■ TEXT SEGMENT:

= = =

Cloud Role Segregation

5 min readDec 26, 2021

Role-Based Access Control (RBAC) in Azure, AWS, GCP, and other clouds provides fine-grained access management (authorization) to cloud features and resources. A role defines the set of permissions and sometimes the scope that a user principal is entitled to use. The permissions are the list of actions or operations that can be performed, such as read, write, and delete.

Principle of Least Privilege

The principle of “least privilege” needs to be applied using a risk-based approach to address a business or security risk where the absence of least privilege would result in a significant risk to the company. That is, least privilege should NOT be treated as a law. Rather, it must be balanced with manageability and the additional complexity introduced.

I have seen organizations define thousands of roles in an attempt to achieve least privilege nirvana. It is an epic failure because there were so many roles, that keeping them up to date and properly assigned was impossible.

Custom Roles

In order to manage least privilege, I typically define 10 to 15 cloud custom roles (or ‘policies’ in AWS) which align with the structure and needs of the organization. You might wonder why so few, but I find that these custom roles can be augmented with the cloud provider’s built-in roles / policies, which are often narrowly permissioned.

= = =

■ EXERCISES:
- 1) Reproduce the cloud role segregation article starting at "The principle of" and ending at "assigned was impossible.", switching "epic failure" to "total failure".
- 2) In the cloud role segregation article, how many cloud custom roles are typically defined to manage least privilege?
- 3) Carry on the cloud role segregation article from its final sentence.
The records are separate material with no connection to the cloud role segregation article.

= = =

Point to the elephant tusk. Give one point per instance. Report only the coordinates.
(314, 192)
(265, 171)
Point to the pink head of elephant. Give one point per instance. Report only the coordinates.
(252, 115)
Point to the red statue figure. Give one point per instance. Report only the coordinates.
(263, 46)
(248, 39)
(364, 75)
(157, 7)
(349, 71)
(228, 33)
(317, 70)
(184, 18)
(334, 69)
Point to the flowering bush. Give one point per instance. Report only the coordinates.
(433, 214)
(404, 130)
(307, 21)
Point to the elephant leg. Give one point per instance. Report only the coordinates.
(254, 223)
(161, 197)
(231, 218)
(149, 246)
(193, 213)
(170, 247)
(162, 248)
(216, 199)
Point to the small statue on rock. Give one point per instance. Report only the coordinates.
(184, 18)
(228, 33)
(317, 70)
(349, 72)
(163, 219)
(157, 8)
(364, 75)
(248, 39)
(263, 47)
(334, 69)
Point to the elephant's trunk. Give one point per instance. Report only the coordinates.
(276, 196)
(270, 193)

= = =

■ SOLVED TASKS:
- 1)
The principle of “least privilege” needs to be applied using a risk-based approach to address a business or security risk where the absence of least privilege would result in a significant risk to the company. That is, least privilege should NOT be treated as a law. Rather, it must be balanced with manageability and the additional complexity introduced.

I have seen organizations define thousands of roles in an attempt to achieve least privilege nirvana. It is an total failure because there were so many roles, that keeping them up to date and properly assigned was impossible.

- 2) 10 to 15 cloud custom roles.

- 3)
But this also means that sometimes users may be granted more cloud privileges than they necessarily need for their job. But generally those permissions are not far outside the scope of their business role anyway. A modicum of trust is required of course, but employees need to be reasonably trusted not to mis-use privileges anyway. Activity auditing is your friend here under “trust but verify”.

The bespoke roles I have typically defined (usually to align with business functional responsibilities as well as to compartmentalize permissions into meaningful groupings) include:

Cloud Admin — Full administrative access, excluding data access.
Reader — Provides read-only access to virtually all cloud configuration and many operating metrics.
Network Admin — Provides administrative access to all networking capabilities and selected other administrative capabilities (network administration is often a separate responsibility in most IT organizations).
Firewall Operator — Provides administrative capability to all security groups, cloud network ACLs, and PaaS firewalls so that firewall rules may be managed. This is typically a subset of the Network Admin capabilities.
Security Admin — Provides administrative access to security functions for use by Information Security team.
Security Operator — Provides limited security operator access for use by the Information Security operations team.
Service Admin — Provides limited administrative access to resources, allowing for starting and stopping of VMs, limited reconfiguration capability, tag management, and more. Useful for operations teams.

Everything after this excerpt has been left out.